Set exercise => Extend the piece on Brock's graduate mentorship and leadership awards below, continuing from its last sentence and leaving the data that follows it aside.

Passage provided =>
%%

A lot of things have changed in the world of research and graduate education since Mike Plyley was a PhD student in the mid-70s.
However, amid all the change, Brock’s Dean of Graduate Studies says strong faculty mentorship, and committed individual and team leadership, remain constant characteristics of successful graduate programs, and represent critical values to instill in graduate students as future leaders of tomorrow.
On April 7, the Faculty of Graduate Studies celebrates its community of faculty, staff and students with the presentation of the Graduate Mentorship Awards and the Marilyn Rose Graduate Leadership Award at Brock’s 11th annual Mapping the New Knowledges (MNK) Graduate Student Research Conference.
Nominations for the awards are open until March 10. Information is available on the awards website.
The nominations for both of the awards are proof that a graduate studies culture is alive and developing at Brock and this is very, very gratifying.
Graduate students are invited to submit nominations to the Graduate Mentorship Awards as a way of honouring and recognizing the essential role of mentorship in graduate education by graduate faculty supervisors in two categories:
- mentorship of master’s students only
- mentorship of both master’s and PhD students
Award winners receive $1,000 to assist with ongoing graduate student mentorship.

%%

Provided information =>
%%

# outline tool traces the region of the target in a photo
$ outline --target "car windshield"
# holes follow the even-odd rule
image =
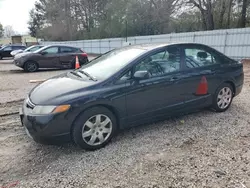
[[[102,80],[115,74],[131,60],[145,52],[142,48],[121,48],[110,51],[80,68],[97,80]]]
[[[42,50],[46,49],[47,47],[48,47],[48,46],[44,46],[44,47],[42,47],[42,48],[40,48],[40,49],[34,51],[34,53],[39,53],[39,52],[41,52]]]
[[[36,51],[36,50],[38,50],[40,48],[41,48],[41,46],[30,46],[30,47],[26,48],[24,50],[24,52],[29,52],[29,51],[33,52],[33,51]]]

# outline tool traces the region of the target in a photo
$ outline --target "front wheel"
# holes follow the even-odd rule
[[[104,107],[93,107],[77,118],[72,128],[74,142],[83,149],[104,147],[117,131],[114,114]]]
[[[223,83],[217,90],[213,99],[213,109],[217,112],[225,112],[233,100],[233,88],[228,83]]]

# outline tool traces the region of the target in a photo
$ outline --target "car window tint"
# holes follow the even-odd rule
[[[72,53],[76,51],[77,51],[76,48],[61,47],[61,53]]]
[[[3,49],[3,51],[11,51],[12,50],[12,47],[11,46],[8,46],[6,48]]]
[[[128,80],[130,79],[132,76],[132,71],[127,71],[124,75],[122,75],[122,77],[119,80]]]
[[[136,71],[148,71],[151,77],[180,70],[180,49],[169,47],[167,50],[146,57],[136,65]]]
[[[38,50],[38,49],[40,49],[40,48],[41,48],[40,46],[37,46],[37,47],[31,48],[29,51],[30,51],[30,52],[34,52],[34,51],[36,51],[36,50]]]
[[[197,68],[219,63],[215,56],[201,48],[186,48],[185,55],[187,68]]]
[[[58,47],[50,47],[43,50],[43,52],[47,52],[48,54],[56,54],[58,53]]]

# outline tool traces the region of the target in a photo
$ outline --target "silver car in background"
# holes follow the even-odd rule
[[[17,55],[17,54],[24,53],[24,52],[34,52],[42,47],[44,47],[44,46],[43,45],[33,45],[33,46],[26,48],[25,50],[14,50],[10,54],[13,57],[15,57],[15,55]]]

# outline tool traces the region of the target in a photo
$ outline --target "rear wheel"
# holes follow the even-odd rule
[[[217,112],[225,112],[233,100],[233,87],[223,83],[217,90],[213,99],[213,109]]]
[[[38,70],[38,64],[34,61],[27,61],[23,68],[26,72],[36,72]]]
[[[104,107],[93,107],[77,118],[72,137],[81,148],[96,150],[108,144],[116,131],[117,121],[113,113]]]

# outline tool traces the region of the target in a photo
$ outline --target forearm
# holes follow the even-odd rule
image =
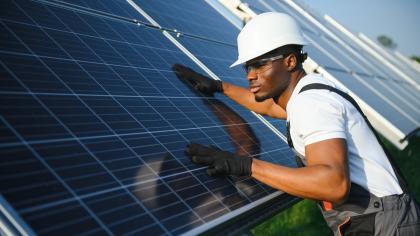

%%

Response =>
The Brock community is invited to submit nominations to the Marilyn Rose Graduate Leadership Award. This is the second year for this award that was established to recognize faculty, staff and students for their work and leadership in enhancing the graduate studies experience at the University. The award is named in honour of Professor Rose, Dean of FGS from 2005 to 2011. Professor Rose passed away in July 2015.
“The nominations for both of the awards are proof that a graduate studies culture is alive and developing at Brock and this is very, very gratifying,” says Plyley. “We have so many people throughout our graduate programs doing the kinds of things that make the graduate experience fulfilling for everyone involved.”
Since the Graduate Mentorship Awards were established in 2011, more than 50 nominations have been submitted with 10 awards presented to date.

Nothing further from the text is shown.